● **Problem statement**
The line that contains "Target: blonde woman" marks the start. Output it and all remaining lines exactly, through the final line of the listing.

--- START ---

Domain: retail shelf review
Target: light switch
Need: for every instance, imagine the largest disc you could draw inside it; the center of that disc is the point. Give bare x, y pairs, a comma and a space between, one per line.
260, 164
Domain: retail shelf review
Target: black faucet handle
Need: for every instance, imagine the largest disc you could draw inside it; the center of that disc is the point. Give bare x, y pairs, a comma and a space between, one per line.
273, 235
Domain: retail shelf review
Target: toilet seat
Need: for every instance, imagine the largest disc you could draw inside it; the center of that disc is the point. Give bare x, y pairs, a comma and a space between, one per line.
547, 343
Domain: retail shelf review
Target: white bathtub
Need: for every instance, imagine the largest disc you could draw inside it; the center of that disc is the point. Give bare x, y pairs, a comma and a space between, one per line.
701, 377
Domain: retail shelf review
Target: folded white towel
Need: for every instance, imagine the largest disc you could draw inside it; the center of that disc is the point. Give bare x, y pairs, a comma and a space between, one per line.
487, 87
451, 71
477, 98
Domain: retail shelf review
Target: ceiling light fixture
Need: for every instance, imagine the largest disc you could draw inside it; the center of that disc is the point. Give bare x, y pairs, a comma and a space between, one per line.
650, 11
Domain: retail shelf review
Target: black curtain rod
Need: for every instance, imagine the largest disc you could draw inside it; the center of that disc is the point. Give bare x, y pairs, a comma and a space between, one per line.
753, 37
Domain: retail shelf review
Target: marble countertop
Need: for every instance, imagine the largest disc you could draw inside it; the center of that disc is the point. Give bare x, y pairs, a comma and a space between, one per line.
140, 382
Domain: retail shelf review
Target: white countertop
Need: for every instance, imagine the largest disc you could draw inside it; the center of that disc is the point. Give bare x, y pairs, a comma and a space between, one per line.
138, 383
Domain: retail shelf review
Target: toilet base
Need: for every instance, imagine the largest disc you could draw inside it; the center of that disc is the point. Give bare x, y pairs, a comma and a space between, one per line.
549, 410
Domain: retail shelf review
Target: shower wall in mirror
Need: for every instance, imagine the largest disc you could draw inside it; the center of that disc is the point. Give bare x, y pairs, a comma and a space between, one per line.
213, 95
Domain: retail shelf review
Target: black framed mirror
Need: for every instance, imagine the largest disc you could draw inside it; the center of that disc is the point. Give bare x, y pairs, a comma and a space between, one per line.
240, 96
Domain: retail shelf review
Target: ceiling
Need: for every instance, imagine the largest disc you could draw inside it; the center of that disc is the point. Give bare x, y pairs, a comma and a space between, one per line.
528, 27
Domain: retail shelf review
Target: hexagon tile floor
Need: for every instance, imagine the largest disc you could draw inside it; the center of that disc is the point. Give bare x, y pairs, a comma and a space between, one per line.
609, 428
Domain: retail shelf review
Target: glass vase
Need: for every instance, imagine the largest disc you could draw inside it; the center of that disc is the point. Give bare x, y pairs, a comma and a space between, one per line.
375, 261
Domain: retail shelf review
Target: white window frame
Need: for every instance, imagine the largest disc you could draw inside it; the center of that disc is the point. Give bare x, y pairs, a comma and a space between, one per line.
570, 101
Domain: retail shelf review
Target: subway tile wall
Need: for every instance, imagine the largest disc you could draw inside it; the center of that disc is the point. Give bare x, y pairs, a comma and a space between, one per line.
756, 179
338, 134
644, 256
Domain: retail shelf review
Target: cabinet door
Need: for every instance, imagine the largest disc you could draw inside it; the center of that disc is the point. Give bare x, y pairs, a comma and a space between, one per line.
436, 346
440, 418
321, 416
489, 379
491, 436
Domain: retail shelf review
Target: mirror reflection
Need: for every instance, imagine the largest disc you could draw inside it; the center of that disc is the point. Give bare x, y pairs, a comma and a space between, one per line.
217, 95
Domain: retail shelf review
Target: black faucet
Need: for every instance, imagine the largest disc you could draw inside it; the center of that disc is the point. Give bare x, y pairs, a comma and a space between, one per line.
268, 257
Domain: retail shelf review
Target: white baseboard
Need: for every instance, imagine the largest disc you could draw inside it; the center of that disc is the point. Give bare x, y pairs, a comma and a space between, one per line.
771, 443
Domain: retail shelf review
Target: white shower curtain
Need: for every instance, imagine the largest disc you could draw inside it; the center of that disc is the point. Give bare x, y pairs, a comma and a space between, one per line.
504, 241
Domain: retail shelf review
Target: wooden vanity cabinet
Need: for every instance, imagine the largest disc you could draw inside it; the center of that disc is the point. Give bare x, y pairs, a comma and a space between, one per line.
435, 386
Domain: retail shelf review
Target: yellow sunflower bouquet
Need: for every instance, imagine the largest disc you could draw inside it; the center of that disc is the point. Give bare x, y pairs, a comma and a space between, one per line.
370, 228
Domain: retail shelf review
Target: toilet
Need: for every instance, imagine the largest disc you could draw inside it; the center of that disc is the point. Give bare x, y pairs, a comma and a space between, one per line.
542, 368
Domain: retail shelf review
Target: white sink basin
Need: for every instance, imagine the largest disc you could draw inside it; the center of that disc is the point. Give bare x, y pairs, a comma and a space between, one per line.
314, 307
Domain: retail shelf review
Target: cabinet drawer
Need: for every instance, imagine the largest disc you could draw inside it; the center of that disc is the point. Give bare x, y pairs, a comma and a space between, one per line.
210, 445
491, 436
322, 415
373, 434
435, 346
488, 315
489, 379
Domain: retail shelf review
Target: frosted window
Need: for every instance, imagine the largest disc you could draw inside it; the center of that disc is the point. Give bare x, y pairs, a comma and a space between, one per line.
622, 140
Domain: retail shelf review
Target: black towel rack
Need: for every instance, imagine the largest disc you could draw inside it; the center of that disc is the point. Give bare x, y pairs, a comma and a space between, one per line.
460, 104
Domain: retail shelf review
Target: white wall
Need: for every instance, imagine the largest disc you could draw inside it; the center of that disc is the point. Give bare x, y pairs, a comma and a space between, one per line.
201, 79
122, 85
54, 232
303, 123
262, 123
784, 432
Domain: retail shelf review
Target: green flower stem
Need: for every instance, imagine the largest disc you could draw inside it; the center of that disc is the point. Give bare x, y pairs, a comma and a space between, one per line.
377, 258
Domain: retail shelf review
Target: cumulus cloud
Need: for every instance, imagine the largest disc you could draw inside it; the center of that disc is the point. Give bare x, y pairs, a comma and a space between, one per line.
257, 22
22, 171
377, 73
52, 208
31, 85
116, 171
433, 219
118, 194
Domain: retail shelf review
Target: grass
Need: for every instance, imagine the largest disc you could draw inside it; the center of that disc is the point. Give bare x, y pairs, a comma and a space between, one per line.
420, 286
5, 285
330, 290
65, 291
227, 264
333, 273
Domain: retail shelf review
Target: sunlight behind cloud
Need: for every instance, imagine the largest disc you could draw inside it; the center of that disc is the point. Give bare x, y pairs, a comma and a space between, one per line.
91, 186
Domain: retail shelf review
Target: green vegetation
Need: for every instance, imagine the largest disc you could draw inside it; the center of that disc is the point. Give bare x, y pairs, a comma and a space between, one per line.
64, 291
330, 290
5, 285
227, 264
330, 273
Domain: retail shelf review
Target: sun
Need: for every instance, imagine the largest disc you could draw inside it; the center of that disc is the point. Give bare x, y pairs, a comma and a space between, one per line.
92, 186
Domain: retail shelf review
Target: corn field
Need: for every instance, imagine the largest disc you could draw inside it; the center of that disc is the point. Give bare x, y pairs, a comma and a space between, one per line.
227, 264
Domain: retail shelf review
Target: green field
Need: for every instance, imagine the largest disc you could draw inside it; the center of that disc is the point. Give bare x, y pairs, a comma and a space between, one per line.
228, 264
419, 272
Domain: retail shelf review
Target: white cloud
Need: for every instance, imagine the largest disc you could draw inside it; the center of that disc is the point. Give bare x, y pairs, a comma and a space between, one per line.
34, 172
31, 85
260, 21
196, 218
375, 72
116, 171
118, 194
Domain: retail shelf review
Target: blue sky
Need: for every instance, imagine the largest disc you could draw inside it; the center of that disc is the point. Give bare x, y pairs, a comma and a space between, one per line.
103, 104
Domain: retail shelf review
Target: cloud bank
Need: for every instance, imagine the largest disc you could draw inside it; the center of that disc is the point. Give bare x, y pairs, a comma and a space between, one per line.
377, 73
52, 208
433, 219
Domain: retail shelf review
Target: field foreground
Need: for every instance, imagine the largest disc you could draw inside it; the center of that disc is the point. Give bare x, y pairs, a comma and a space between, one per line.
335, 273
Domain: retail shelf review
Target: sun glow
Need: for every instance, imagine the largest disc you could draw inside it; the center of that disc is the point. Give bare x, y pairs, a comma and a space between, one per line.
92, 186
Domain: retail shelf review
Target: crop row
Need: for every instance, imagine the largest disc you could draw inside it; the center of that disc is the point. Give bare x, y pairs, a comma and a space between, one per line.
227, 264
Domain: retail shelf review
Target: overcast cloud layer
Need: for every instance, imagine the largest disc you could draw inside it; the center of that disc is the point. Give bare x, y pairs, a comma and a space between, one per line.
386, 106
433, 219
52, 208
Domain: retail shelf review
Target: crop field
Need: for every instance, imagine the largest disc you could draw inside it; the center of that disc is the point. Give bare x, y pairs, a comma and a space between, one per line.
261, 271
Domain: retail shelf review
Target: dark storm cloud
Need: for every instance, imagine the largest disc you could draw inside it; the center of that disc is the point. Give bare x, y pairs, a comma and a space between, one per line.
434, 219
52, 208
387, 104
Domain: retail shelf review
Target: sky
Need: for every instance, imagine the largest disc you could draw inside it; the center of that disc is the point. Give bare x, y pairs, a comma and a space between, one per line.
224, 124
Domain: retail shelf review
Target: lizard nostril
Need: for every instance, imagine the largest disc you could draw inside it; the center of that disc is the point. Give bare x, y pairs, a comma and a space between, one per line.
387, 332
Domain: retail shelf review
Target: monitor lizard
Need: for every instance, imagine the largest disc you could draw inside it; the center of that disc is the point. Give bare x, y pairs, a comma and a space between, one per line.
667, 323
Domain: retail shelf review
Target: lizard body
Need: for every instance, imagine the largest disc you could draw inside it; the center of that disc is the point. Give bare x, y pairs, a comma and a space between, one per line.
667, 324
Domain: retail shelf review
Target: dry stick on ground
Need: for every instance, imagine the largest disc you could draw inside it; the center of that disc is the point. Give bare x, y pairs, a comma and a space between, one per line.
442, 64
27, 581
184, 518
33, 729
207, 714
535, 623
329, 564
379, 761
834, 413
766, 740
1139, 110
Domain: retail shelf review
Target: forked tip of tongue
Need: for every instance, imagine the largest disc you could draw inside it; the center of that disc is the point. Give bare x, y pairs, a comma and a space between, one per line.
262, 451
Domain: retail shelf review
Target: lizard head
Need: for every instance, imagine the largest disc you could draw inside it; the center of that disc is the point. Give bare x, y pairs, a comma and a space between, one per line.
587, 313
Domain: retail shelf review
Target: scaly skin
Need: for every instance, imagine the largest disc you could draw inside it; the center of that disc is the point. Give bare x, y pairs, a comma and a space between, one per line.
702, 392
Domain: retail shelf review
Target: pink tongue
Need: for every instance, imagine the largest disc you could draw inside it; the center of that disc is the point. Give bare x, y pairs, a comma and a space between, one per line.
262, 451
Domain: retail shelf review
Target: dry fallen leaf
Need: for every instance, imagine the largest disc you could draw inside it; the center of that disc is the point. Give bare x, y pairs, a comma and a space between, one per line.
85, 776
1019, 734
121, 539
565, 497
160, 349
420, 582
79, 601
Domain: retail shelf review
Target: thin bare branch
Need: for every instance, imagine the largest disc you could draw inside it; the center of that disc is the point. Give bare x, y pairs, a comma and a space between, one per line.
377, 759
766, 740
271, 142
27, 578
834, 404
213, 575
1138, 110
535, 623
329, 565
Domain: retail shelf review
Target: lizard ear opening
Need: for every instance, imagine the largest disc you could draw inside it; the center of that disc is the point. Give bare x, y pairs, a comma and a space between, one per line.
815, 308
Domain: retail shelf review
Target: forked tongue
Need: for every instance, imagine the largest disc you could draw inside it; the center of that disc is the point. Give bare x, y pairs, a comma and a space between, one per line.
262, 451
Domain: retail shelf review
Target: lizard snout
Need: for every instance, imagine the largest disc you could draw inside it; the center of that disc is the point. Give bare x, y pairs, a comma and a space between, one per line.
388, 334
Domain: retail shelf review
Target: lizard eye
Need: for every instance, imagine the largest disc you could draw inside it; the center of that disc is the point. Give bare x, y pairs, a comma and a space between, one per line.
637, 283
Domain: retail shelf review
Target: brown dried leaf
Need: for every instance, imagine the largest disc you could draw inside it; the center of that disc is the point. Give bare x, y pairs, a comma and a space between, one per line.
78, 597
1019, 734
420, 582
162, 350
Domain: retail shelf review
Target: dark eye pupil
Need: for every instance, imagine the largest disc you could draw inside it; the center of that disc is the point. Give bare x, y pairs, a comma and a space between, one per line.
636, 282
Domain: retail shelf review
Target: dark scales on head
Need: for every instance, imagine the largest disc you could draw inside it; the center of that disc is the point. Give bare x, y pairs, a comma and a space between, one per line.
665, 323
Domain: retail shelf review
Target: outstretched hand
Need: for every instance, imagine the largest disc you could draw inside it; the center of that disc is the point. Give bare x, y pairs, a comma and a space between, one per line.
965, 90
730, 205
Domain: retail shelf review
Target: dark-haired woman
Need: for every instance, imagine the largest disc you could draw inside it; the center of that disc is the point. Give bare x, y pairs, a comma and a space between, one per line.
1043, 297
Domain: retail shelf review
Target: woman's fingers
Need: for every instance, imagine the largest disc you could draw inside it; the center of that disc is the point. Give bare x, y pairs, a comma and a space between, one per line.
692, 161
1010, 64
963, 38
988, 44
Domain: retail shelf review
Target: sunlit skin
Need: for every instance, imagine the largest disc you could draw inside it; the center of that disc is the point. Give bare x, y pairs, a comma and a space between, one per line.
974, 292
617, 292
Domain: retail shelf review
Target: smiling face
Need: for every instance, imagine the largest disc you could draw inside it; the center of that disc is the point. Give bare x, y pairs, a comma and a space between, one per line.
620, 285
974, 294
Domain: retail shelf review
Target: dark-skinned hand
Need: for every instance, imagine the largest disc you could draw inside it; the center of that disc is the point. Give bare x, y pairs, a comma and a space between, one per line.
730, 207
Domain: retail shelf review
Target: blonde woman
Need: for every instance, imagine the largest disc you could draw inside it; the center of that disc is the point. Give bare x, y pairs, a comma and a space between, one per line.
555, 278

--- END ---

● **Answer space**
Target: blonde woman
Need: for every instance, imagine the largest disc you could draw inside it; the center of that disc is the point. Give bare x, y pairs, a comma and a space between, one per line.
555, 278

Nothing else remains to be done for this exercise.